▶ EXERCISE INSTRUCTIONS
Transcribe the data exactly, from the line containing "If you could put a point on the wispy" through the line containing "If you could put a point on the grassy", both included, and nothing else.

▶ INPUT
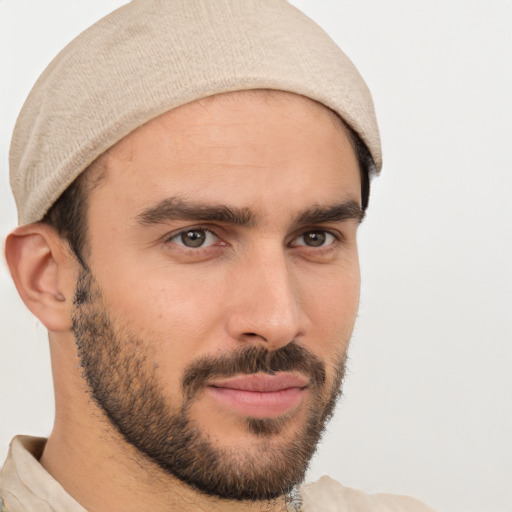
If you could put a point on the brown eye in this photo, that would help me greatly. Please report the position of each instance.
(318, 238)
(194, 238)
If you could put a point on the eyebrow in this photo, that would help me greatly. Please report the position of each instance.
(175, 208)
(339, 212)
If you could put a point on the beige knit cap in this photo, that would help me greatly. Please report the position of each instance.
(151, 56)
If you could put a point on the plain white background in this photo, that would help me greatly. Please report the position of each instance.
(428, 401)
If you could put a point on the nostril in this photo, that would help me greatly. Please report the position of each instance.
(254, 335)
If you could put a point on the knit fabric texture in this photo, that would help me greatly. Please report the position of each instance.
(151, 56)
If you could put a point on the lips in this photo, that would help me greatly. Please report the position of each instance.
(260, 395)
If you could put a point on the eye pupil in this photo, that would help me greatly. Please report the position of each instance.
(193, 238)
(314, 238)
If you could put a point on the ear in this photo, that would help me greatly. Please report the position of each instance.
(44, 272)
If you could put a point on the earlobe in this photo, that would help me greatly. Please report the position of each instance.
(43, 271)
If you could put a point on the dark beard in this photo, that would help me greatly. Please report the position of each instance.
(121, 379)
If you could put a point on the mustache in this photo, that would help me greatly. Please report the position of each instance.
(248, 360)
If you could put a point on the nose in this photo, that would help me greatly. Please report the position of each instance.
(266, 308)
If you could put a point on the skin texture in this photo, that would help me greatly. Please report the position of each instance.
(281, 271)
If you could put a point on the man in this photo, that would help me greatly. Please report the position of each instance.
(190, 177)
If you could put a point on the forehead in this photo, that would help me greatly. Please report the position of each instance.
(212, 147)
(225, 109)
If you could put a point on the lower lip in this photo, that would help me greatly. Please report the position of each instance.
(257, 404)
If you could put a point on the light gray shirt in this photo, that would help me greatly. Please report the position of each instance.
---
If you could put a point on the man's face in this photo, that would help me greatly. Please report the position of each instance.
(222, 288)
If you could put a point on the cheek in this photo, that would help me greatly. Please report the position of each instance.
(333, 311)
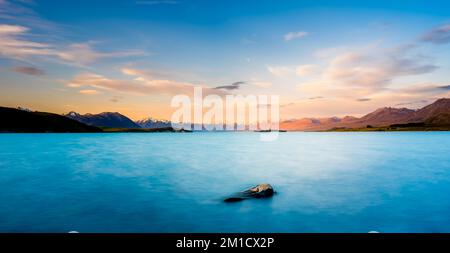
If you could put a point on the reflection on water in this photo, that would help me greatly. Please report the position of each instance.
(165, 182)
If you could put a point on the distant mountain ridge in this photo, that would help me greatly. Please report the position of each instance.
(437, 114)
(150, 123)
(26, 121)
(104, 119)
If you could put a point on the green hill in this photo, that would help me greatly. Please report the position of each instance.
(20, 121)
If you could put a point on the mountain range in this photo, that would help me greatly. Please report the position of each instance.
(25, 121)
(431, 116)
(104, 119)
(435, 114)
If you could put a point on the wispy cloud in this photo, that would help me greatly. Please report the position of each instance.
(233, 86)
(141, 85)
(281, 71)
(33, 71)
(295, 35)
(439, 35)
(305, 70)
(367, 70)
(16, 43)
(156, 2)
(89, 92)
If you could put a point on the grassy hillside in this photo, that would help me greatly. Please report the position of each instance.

▶ WRITTEN REPLY
If you could put a point on the wispy cloud in this photo, that would help me greatly. Please report the position of each instance.
(233, 86)
(141, 85)
(281, 71)
(33, 71)
(295, 35)
(439, 35)
(305, 70)
(367, 70)
(16, 43)
(156, 2)
(89, 92)
If you could put a point on the grassy hillside in this photo, that would help me greatly. Please report the position of each instance.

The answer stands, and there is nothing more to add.